ARTICLE >>
━━━━━━

# How can I streamline building ports, avoid prompts, but whilst still retaining control over options?



## tOsYZYny (Sep 29, 2020)

As an example, I am building vlc with x264 and x265 support.  I need to answer questions for all of its dependencies which is quite cumbersome.  I have tried using portmaster and that appears to help with the configuration, but I'd still like to be able to do it in a non-interactive way.

This shows how to do a batch build, but it seems you lose control over options.
https://unix.stackexchange.com/ques...id-the-prompts-when-installing-a-freebsd-port

Is it possible to get a list for all packages and then centralize that configuration in one place?


----------



## mark_j (Sep 29, 2020)

Have you read ports(7)?
You can recursively ask `make`to prompt for all configuration settings (which are stored) and then never have to answer them again.
`make config-recursive`
Easy-peasy.
If you don't want to do that you can manually edit the configuration file /etc/make.conf. Again, read the manual.


----------



## T-Daemon (Sep 29, 2020)

If multimedia/vlc is the only port you want to modify options, run `make config` for it, run afterwards `make install clean BATCH=1`. If following dependencies require also configurations changed use the make(1) target *mark_j* suggested. If `BATCH` is set in /etc/make.conf, then, in case you want to modify options, you need to run the config or recursive config target for the port before the build.

━━━━━━

PROVIDED INFORMATION >>
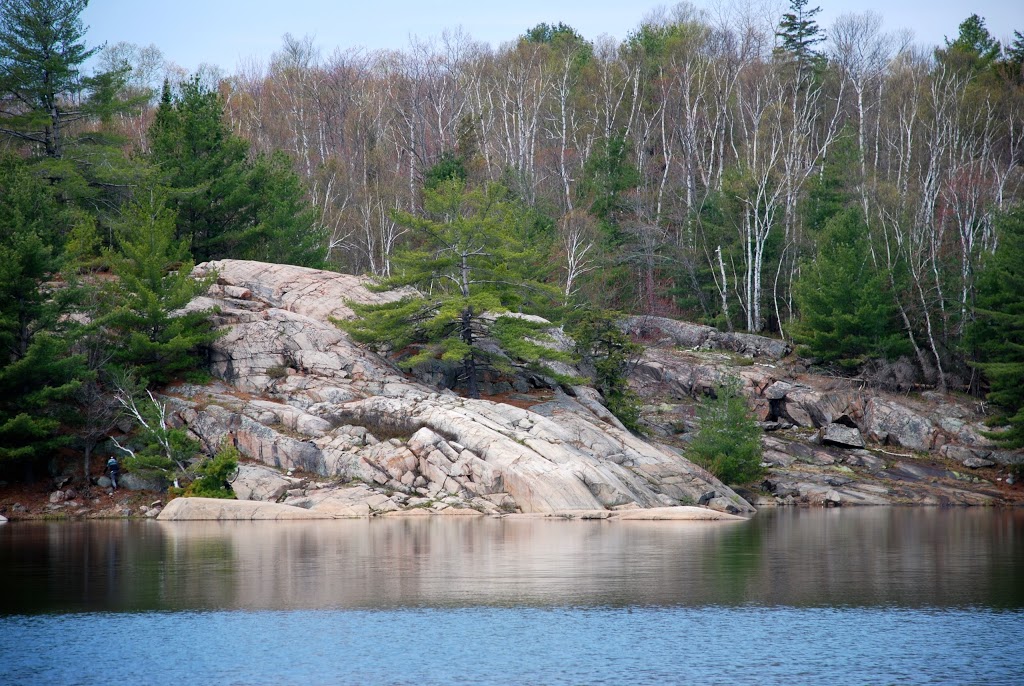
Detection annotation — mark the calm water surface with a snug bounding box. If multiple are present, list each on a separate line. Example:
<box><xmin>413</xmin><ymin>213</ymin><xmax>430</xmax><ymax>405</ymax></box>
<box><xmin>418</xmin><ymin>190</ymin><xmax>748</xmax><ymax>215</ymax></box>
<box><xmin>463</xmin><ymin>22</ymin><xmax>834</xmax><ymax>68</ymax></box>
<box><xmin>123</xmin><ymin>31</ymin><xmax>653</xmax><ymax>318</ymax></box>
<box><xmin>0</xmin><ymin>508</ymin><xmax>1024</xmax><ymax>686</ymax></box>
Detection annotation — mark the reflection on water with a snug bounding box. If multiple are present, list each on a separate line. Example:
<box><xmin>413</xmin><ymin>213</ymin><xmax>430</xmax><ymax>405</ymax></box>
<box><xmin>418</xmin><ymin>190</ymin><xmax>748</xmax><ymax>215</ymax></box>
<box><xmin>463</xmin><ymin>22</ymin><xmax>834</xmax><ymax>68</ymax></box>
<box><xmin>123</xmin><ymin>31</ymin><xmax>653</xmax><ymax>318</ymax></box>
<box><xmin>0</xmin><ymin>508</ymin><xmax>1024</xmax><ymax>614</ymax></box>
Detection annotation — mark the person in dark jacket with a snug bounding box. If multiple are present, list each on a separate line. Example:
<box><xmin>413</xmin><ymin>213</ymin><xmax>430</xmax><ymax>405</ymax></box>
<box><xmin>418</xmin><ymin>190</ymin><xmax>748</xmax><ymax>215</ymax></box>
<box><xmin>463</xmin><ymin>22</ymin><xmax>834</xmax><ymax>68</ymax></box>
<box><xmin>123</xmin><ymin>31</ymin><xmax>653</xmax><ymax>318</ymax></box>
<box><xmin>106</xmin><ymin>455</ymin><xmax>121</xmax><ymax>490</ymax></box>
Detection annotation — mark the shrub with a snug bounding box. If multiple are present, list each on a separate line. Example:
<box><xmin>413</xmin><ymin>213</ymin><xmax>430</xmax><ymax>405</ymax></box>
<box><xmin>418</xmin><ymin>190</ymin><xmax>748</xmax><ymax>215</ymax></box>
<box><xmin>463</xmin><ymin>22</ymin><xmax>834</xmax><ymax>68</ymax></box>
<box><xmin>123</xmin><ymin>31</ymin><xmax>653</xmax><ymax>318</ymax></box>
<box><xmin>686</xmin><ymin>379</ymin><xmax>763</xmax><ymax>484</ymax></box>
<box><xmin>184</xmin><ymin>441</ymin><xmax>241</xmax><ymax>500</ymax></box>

━━━━━━

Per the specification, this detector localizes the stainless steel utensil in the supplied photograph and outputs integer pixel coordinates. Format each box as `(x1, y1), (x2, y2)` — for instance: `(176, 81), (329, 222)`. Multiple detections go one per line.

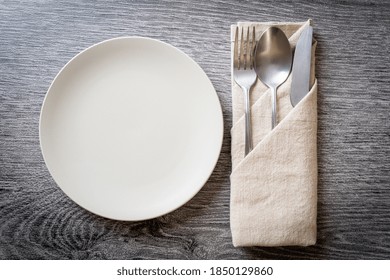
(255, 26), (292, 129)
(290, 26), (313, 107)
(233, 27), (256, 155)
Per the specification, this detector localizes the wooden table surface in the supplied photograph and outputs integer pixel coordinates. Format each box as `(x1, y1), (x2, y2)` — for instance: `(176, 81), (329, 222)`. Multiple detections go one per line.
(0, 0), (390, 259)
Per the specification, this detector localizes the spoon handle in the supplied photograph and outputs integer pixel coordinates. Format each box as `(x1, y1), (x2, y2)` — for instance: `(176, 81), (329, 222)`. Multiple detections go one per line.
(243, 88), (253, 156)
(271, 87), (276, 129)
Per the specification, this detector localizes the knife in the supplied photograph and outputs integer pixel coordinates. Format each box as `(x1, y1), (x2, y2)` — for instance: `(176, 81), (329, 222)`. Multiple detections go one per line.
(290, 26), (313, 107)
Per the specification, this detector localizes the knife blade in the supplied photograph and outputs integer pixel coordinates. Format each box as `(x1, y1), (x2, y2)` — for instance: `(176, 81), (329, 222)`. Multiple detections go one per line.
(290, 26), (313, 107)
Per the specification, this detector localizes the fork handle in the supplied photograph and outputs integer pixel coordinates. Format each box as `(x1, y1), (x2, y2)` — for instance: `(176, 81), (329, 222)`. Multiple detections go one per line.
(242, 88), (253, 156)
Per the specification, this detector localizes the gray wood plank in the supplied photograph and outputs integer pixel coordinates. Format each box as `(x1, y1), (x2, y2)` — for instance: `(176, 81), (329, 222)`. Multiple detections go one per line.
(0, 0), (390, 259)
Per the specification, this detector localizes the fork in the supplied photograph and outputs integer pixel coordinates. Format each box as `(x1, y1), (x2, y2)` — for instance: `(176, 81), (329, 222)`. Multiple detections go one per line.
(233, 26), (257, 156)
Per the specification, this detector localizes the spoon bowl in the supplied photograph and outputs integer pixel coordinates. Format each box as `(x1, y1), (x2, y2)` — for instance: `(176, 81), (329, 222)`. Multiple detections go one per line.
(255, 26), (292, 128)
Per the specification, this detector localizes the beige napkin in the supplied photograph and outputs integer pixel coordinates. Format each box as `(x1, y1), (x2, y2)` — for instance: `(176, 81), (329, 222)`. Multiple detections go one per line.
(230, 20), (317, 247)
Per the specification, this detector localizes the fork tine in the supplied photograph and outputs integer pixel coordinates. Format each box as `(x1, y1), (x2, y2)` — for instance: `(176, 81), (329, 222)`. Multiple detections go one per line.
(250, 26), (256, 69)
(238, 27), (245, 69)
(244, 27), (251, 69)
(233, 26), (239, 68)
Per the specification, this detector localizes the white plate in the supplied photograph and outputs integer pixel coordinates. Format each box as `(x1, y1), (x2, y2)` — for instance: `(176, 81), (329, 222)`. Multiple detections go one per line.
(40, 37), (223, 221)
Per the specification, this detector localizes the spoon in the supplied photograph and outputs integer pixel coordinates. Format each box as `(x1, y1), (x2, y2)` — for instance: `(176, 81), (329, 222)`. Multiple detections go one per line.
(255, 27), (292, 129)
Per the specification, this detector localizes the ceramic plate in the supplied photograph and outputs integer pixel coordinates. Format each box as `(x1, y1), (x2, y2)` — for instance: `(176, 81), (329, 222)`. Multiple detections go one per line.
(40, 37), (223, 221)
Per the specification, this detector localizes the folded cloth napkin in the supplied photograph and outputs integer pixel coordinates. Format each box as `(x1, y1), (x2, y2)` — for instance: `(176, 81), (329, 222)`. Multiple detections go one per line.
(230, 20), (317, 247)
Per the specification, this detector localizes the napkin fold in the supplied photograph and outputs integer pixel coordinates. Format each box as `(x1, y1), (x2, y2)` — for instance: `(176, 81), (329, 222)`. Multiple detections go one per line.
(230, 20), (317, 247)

━━━━━━

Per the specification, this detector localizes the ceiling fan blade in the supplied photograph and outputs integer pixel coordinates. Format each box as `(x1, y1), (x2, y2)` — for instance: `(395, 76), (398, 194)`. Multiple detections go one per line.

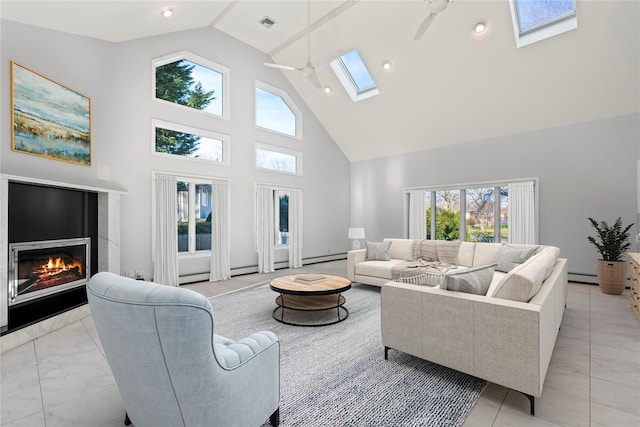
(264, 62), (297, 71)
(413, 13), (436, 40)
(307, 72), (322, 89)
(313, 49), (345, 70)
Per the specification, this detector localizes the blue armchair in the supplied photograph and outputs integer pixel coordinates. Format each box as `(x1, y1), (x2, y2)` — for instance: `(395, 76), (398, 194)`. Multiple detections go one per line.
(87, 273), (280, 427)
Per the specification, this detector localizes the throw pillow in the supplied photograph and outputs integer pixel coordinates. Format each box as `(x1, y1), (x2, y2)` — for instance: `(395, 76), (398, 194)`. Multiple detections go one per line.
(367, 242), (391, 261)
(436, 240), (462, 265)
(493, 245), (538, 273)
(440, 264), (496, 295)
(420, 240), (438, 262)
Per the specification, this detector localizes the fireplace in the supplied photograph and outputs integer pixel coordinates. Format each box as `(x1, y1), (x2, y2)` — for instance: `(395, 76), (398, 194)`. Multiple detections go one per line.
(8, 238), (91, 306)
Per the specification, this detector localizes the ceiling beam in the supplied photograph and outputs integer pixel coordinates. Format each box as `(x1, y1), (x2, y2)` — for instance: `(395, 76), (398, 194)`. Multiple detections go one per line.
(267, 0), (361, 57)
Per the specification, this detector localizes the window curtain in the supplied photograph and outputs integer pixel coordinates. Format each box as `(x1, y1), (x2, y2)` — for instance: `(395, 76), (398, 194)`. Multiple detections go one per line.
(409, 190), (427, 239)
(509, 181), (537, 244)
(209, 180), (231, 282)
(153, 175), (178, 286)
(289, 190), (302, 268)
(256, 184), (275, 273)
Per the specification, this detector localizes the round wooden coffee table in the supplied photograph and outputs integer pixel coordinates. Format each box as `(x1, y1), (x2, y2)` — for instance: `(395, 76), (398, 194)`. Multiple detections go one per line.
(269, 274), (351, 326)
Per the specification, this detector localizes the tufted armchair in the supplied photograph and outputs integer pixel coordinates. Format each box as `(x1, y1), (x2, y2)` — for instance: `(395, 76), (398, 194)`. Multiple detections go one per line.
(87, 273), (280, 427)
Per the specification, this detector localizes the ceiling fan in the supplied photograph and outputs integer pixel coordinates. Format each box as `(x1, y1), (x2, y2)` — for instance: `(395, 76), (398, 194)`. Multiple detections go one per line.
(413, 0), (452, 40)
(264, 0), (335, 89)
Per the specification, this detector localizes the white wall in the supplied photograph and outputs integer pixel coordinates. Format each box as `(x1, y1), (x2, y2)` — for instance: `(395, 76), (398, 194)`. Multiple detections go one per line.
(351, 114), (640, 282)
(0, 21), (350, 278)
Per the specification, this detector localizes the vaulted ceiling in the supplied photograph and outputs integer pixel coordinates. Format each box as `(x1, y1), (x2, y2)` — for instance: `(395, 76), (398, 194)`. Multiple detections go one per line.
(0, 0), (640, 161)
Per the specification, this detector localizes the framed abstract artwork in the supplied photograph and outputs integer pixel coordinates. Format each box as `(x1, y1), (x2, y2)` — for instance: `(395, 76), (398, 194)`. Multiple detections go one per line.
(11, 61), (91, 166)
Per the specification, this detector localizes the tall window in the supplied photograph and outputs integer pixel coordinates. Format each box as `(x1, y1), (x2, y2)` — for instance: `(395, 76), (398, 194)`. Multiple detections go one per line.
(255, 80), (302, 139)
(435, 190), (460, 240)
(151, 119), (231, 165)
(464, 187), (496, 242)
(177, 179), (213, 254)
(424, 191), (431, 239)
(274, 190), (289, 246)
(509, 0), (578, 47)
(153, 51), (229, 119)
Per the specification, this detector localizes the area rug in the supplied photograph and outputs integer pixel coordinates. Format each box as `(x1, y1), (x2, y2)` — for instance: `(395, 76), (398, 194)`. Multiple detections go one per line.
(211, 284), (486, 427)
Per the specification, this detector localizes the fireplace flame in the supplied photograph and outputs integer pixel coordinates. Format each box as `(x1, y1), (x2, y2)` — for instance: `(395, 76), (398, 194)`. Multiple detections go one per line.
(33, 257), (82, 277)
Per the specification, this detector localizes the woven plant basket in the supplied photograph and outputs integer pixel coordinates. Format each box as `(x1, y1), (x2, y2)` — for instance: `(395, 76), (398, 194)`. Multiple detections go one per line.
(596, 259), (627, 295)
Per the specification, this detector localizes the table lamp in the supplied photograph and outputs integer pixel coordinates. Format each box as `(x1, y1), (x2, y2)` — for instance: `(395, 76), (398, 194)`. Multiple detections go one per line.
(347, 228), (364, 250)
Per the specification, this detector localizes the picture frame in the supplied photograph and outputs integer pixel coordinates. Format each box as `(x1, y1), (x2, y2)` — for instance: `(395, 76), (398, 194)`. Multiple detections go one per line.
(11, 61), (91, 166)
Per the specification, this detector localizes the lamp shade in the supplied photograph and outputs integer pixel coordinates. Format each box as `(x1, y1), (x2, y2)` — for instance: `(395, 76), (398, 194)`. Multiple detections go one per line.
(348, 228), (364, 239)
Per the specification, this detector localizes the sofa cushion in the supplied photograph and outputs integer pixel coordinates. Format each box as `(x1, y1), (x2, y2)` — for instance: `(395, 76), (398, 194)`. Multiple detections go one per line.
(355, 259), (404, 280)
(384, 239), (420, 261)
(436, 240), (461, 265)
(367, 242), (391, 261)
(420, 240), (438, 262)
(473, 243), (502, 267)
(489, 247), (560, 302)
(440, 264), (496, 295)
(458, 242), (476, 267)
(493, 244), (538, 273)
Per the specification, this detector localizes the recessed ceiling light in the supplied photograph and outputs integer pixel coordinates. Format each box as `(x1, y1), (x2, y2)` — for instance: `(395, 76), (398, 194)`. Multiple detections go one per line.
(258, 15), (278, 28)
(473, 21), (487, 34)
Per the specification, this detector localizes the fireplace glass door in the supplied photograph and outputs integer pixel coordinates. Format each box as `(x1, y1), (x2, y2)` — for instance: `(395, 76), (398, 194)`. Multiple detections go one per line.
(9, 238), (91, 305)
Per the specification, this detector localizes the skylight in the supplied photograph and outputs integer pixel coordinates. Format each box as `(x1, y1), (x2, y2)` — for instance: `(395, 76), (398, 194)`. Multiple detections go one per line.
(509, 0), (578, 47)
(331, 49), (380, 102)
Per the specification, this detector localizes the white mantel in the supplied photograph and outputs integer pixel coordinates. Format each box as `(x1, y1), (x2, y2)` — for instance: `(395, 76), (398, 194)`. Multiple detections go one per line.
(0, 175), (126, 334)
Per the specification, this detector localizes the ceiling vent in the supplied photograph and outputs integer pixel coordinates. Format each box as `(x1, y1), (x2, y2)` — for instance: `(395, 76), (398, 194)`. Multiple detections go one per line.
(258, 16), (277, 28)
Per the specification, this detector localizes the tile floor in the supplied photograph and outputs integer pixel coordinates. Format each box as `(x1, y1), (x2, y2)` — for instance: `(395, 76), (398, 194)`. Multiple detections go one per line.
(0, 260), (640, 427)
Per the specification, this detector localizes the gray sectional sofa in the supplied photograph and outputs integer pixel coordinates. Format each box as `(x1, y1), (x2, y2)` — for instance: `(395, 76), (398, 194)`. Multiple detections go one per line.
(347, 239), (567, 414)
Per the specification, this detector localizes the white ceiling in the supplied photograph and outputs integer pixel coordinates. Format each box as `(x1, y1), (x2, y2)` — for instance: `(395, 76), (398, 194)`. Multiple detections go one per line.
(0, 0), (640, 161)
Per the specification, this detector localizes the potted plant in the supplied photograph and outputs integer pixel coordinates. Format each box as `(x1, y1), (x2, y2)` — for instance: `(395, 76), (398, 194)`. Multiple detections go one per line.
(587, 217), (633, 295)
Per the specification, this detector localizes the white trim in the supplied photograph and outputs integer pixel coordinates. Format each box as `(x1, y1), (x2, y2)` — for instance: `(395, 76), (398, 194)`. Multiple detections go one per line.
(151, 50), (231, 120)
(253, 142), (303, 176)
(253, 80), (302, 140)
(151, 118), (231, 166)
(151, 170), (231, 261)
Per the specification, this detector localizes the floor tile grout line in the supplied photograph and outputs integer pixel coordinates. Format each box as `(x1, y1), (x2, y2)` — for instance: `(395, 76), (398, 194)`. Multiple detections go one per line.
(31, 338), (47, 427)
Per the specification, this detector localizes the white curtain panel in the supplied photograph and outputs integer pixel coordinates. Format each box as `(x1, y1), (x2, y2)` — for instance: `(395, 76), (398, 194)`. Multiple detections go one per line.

━━━━━━

TASKS TO CARRY OUT >>
1) Answer these questions about the forum thread on streamlining port builds:
(a) Which program is the original poster building, and with what support?
(b) Which make target does mark_j suggest for answering all configuration prompts at once?
(c) After running `make config` for multimedia/vlc, what command does T-Daemon say to run?
2) Write the next post in the forum thread on streamlining port builds.

REPLIES >>
1)
(a) vlc, with x264 and x265 support.
(b) `make config-recursive`
(c) `make install clean BATCH=1`

2)
----------



## Mjölnir (Sep 29, 2020)

Also note ports-mgmt/lsknobs & ports-mgmt/portconf.  To get an overview, you can do `psearch -c ports-mgmt | less` (install ports-mgmt/psearch 1st).

To build from ports(7) is not recommended unless you change configuration knobs; i.e. for dependent ports with default configuration, you can use packages, which implies the ports tree & package repository versions must match.  Thus if you mix your own ports builds with packages from the official repositories,

either you do not use the _latest_ ports tree via portsnap(8), but the _quarterly_ via svnlite(1)
or you use the _latest_ packages: create a /usr/local/etc/pkg/repos/FreeBSD.conf & edit.
Do yourself a favour and don't build on the host, but jailed with poudriere(8) or synth(1).


----------



## olli@ (Sep 29, 2020)

mjollnir said:


> either you do not use the _latest_ ports tree via portsnap(8), but the _quarterly_ via svnlite(1)


My recommendation is net/svnup, see the svnup(1) and svnup.conf(5) manual pages.
It’s easy to configure and requires less resources than svnlite. The “Examples” section in the manual page shows how to fetch the current ports tree (a.k.a. “head”). This is also included in the sample file included with the port. It can easily be changed to fetch a quarterly ports tree instead.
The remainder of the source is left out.